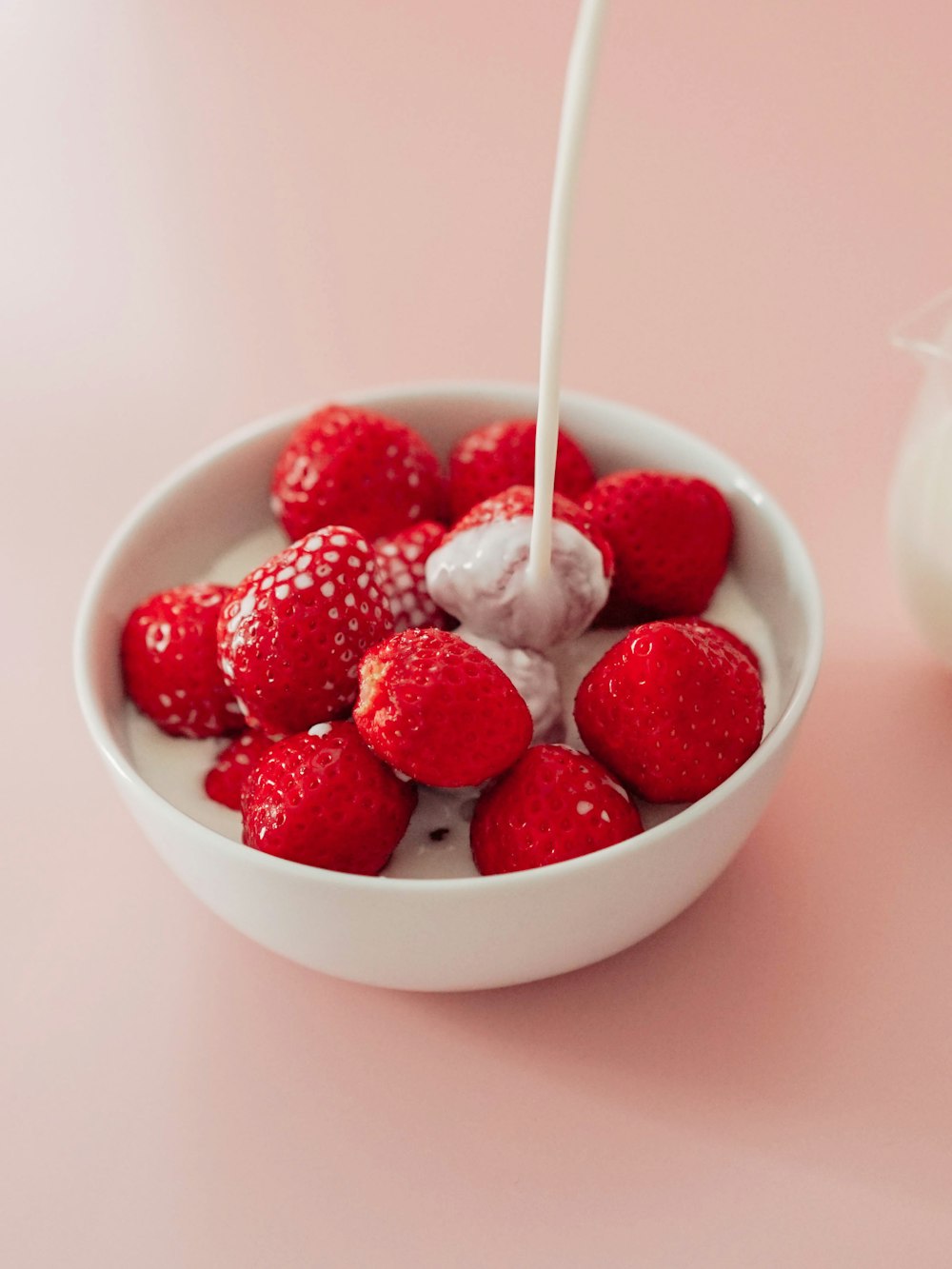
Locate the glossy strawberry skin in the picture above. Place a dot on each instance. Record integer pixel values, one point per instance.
(350, 466)
(327, 801)
(520, 500)
(672, 537)
(440, 711)
(552, 804)
(292, 633)
(672, 709)
(169, 663)
(403, 572)
(502, 454)
(723, 632)
(234, 764)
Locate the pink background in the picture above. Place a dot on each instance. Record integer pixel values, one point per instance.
(216, 209)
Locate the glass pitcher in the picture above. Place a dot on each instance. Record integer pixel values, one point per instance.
(921, 495)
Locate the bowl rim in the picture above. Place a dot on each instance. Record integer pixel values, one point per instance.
(470, 389)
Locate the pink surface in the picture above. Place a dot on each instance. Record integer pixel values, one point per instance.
(213, 210)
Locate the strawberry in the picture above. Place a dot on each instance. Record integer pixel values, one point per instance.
(234, 764)
(440, 711)
(292, 632)
(673, 709)
(403, 570)
(169, 664)
(324, 800)
(711, 627)
(349, 466)
(501, 454)
(670, 534)
(480, 572)
(518, 502)
(552, 804)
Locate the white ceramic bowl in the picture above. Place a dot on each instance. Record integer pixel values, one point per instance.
(457, 933)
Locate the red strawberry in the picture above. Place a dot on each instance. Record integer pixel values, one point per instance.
(326, 800)
(403, 571)
(292, 632)
(554, 804)
(673, 709)
(711, 627)
(670, 534)
(169, 663)
(440, 711)
(232, 766)
(520, 500)
(348, 466)
(501, 454)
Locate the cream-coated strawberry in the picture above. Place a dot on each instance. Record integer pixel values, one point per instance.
(403, 572)
(480, 572)
(292, 633)
(234, 764)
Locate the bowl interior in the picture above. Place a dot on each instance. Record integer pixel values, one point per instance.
(220, 498)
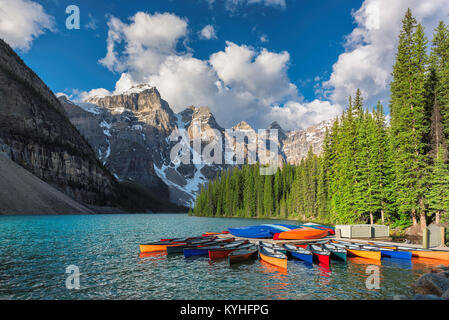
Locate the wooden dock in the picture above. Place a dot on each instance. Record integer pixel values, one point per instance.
(355, 241)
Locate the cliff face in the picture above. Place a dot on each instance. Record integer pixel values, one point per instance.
(40, 137)
(23, 193)
(130, 134)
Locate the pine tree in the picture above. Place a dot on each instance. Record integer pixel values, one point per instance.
(409, 126)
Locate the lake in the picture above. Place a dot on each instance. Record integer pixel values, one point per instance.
(36, 250)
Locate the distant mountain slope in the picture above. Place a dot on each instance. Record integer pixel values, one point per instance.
(35, 126)
(23, 193)
(130, 133)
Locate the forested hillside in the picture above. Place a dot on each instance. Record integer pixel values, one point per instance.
(371, 169)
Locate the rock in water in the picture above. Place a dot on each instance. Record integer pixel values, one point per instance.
(431, 283)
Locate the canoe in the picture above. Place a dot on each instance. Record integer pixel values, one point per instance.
(322, 255)
(273, 257)
(364, 253)
(302, 233)
(273, 246)
(391, 253)
(424, 253)
(430, 254)
(336, 252)
(158, 246)
(208, 234)
(221, 253)
(261, 231)
(330, 230)
(203, 250)
(240, 255)
(180, 249)
(299, 253)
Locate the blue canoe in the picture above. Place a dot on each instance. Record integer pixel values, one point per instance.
(261, 231)
(390, 253)
(407, 255)
(299, 253)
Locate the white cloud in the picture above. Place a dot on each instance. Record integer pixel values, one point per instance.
(208, 32)
(149, 40)
(21, 21)
(264, 38)
(370, 48)
(80, 96)
(237, 83)
(301, 115)
(92, 24)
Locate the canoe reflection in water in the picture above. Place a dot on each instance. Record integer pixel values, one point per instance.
(276, 280)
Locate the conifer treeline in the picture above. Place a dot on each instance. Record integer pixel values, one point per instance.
(368, 171)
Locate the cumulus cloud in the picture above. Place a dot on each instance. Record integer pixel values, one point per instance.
(208, 32)
(238, 83)
(148, 39)
(264, 38)
(301, 115)
(370, 48)
(22, 21)
(92, 23)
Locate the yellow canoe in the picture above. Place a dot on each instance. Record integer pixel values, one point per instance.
(368, 254)
(275, 261)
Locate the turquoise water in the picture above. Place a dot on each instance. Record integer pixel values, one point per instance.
(35, 251)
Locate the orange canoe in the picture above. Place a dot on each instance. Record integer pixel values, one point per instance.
(272, 256)
(368, 254)
(157, 247)
(302, 234)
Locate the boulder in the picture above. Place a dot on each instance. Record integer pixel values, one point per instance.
(431, 283)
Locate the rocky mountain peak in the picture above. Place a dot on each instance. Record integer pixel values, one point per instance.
(243, 126)
(276, 126)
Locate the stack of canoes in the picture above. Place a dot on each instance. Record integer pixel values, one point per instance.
(178, 244)
(273, 255)
(264, 231)
(299, 253)
(416, 252)
(225, 251)
(318, 251)
(217, 247)
(241, 255)
(283, 231)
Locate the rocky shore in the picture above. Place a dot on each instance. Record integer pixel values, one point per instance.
(431, 286)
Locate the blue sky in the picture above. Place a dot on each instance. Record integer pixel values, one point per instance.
(291, 61)
(311, 31)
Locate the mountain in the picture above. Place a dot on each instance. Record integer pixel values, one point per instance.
(31, 194)
(37, 135)
(134, 134)
(297, 143)
(41, 138)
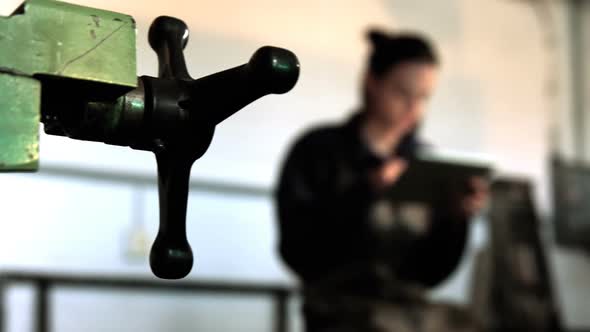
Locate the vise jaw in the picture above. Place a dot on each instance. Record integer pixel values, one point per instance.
(46, 48)
(73, 68)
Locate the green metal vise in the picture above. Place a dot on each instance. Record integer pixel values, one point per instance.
(73, 68)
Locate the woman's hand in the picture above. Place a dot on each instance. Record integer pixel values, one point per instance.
(477, 197)
(387, 174)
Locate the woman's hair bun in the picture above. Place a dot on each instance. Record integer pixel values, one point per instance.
(377, 38)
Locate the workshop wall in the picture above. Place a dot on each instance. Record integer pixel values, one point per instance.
(503, 87)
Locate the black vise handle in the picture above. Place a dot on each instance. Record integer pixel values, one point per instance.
(183, 114)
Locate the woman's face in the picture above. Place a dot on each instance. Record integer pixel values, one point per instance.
(399, 97)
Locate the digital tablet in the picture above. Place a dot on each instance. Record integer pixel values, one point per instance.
(435, 173)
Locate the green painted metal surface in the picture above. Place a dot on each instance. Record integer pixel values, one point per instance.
(19, 123)
(45, 39)
(56, 38)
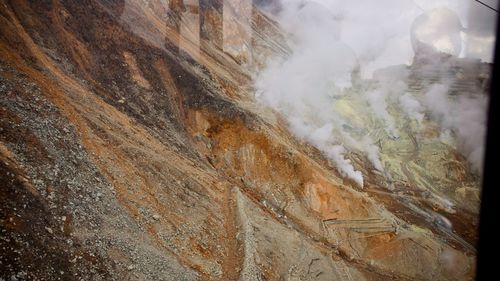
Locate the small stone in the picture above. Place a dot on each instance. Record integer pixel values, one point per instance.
(49, 230)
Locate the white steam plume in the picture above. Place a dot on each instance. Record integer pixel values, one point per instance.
(337, 43)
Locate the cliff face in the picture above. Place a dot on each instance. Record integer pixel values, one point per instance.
(132, 149)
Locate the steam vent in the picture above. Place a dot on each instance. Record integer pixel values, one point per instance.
(133, 147)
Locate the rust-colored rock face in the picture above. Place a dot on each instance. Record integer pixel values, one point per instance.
(131, 148)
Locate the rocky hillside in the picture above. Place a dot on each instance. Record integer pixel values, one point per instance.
(132, 148)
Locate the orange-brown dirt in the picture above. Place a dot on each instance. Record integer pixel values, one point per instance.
(124, 157)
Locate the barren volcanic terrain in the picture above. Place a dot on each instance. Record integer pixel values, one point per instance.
(132, 148)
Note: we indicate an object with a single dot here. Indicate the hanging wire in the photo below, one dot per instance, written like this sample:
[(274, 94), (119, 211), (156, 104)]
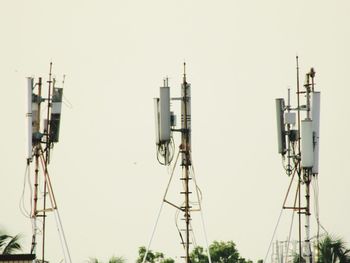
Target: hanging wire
[(153, 232), (273, 235), (160, 209), (22, 206), (289, 235), (199, 197)]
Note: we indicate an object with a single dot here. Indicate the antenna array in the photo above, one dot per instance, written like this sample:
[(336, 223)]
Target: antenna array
[(165, 127), (298, 143), (42, 135)]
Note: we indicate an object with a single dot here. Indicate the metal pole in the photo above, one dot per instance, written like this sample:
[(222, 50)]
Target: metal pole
[(298, 160), (35, 198), (186, 160), (47, 156), (307, 217), (307, 179)]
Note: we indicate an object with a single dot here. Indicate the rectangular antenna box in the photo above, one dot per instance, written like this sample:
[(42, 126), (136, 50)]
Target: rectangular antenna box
[(290, 118)]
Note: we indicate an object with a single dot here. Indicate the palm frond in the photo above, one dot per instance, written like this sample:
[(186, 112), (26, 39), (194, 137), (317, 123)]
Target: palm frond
[(13, 245)]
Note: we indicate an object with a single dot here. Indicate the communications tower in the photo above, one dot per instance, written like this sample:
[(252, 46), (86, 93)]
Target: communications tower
[(298, 130), (43, 126), (165, 143)]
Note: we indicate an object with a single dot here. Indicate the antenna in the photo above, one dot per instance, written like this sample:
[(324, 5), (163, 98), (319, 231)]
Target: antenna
[(40, 142), (165, 129), (302, 149)]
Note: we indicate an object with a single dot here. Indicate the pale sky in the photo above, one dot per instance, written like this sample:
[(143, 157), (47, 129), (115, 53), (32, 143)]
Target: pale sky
[(240, 57)]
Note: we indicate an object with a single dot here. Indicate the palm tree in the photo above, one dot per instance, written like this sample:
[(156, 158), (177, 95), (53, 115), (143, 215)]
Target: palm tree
[(9, 244), (333, 250), (113, 259)]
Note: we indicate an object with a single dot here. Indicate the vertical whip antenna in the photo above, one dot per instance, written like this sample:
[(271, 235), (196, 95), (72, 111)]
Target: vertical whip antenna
[(184, 78)]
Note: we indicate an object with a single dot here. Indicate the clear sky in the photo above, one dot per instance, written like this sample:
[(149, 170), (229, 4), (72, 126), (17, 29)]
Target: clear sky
[(240, 56)]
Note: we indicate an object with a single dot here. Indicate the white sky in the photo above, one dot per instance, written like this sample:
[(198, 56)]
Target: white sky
[(240, 56)]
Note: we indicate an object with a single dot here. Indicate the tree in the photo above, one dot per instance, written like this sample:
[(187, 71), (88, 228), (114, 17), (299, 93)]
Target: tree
[(152, 257), (9, 244), (220, 252), (113, 259), (330, 250), (333, 250)]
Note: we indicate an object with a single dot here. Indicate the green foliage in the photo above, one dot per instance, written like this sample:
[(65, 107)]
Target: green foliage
[(330, 250), (113, 259), (9, 244), (152, 257), (333, 250), (220, 252)]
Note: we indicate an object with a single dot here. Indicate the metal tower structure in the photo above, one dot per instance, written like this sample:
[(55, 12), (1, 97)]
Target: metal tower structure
[(298, 143), (165, 127), (41, 137)]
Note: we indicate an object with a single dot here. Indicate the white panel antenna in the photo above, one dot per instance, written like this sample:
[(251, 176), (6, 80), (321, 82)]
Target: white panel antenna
[(307, 152), (281, 133), (164, 114), (315, 113), (29, 117), (156, 117)]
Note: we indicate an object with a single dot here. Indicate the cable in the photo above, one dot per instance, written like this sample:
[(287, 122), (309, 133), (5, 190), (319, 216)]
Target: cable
[(290, 232), (200, 196), (273, 235), (22, 207), (154, 230)]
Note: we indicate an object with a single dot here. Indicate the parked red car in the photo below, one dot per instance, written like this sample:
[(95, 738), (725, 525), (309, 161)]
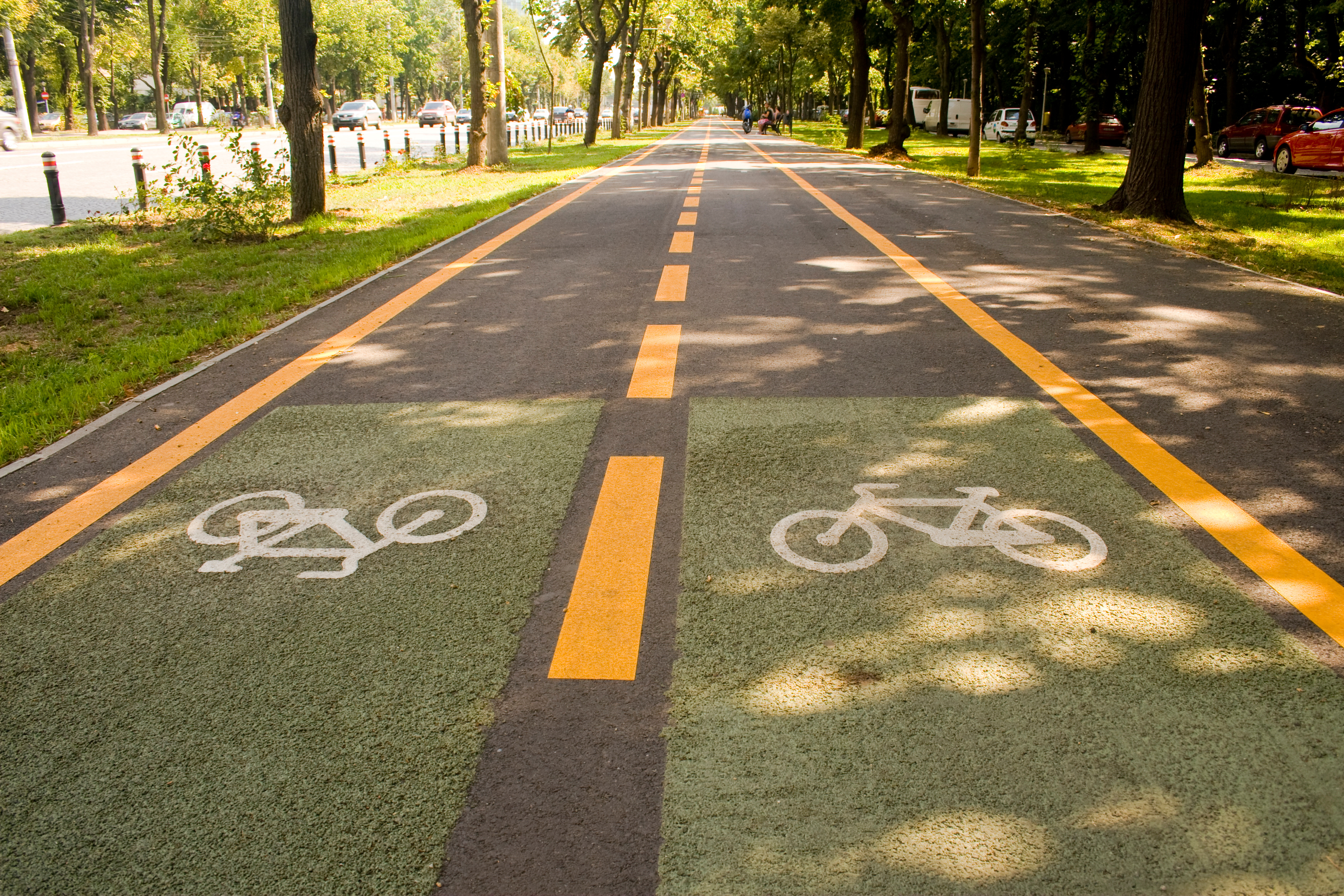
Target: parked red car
[(1319, 144), (1111, 131), (1261, 129)]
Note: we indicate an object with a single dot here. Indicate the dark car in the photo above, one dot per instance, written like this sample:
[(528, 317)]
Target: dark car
[(1190, 137), (1108, 132), (1318, 144), (436, 113), (1261, 129)]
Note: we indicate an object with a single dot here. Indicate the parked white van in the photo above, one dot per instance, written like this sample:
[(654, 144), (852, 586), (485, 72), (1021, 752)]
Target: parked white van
[(187, 109), (959, 116)]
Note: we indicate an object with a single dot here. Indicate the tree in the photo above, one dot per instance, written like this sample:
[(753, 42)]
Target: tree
[(1154, 181), (301, 109)]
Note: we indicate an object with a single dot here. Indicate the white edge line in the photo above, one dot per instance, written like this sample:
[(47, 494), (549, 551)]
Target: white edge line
[(14, 467)]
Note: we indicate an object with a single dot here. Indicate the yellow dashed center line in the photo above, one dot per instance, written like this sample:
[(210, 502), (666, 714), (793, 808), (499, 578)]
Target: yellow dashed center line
[(655, 369), (672, 285), (600, 637), (1300, 582)]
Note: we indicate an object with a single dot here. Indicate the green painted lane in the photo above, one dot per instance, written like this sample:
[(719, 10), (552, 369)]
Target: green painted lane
[(954, 718), (168, 730)]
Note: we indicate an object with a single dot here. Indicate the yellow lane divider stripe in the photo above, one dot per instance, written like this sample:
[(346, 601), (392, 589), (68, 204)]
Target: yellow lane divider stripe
[(1300, 582), (672, 284), (73, 518), (655, 369), (600, 637)]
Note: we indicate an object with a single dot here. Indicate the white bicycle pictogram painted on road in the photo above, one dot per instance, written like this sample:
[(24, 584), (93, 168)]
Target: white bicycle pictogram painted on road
[(959, 534), (261, 531)]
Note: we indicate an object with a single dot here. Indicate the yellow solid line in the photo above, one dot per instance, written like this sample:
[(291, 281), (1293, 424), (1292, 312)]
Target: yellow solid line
[(1303, 583), (73, 518), (672, 284), (600, 637), (655, 369)]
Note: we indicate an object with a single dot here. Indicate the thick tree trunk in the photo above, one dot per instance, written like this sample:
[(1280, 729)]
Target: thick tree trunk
[(1029, 74), (897, 125), (475, 80), (301, 112), (978, 82), (1154, 181), (87, 50), (158, 34), (496, 137), (944, 73), (859, 74)]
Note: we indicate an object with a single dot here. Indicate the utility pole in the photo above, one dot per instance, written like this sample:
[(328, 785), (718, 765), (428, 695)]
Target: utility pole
[(21, 102), (271, 97), (496, 142)]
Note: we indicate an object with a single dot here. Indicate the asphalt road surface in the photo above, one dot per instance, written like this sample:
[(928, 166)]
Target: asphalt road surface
[(576, 605)]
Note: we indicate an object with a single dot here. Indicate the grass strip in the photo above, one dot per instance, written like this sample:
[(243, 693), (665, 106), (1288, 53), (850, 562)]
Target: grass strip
[(99, 311), (1284, 226), (951, 720), (173, 731)]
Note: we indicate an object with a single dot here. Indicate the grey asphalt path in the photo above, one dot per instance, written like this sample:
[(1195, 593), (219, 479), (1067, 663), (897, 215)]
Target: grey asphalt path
[(1235, 374)]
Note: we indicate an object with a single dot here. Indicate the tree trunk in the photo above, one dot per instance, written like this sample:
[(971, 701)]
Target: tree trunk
[(944, 74), (1199, 113), (301, 109), (158, 34), (1154, 181), (859, 74), (897, 125), (1029, 74), (87, 49), (475, 80), (978, 82), (496, 137)]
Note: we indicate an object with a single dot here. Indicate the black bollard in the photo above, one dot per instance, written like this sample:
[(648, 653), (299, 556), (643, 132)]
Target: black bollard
[(58, 206), (138, 166)]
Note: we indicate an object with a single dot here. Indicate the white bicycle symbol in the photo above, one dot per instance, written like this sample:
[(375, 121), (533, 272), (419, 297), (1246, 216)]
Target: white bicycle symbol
[(956, 535), (261, 531)]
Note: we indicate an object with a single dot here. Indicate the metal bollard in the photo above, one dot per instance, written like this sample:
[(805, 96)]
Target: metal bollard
[(138, 166), (58, 206)]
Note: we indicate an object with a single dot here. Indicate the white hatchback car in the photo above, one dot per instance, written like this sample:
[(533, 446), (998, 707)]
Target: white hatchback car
[(1003, 125)]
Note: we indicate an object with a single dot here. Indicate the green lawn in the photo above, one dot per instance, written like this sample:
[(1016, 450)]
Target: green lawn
[(96, 312), (1290, 227)]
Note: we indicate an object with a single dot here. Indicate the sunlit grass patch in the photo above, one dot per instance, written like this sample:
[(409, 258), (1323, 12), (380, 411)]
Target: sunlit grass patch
[(99, 311), (1291, 227)]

..............................

**BRIEF**
Whenever a line in the data holds "below", copy that line.

**RESPONSE TO THIS TASK**
Note: we indicate an object with a single dot here. Indicate the hanging wire in the photo below, one dot per instance, written like this sample:
Note: we indicate an object with a single dot here. Indicate the parked red car in the photo below, one dot per instance, written like this sample:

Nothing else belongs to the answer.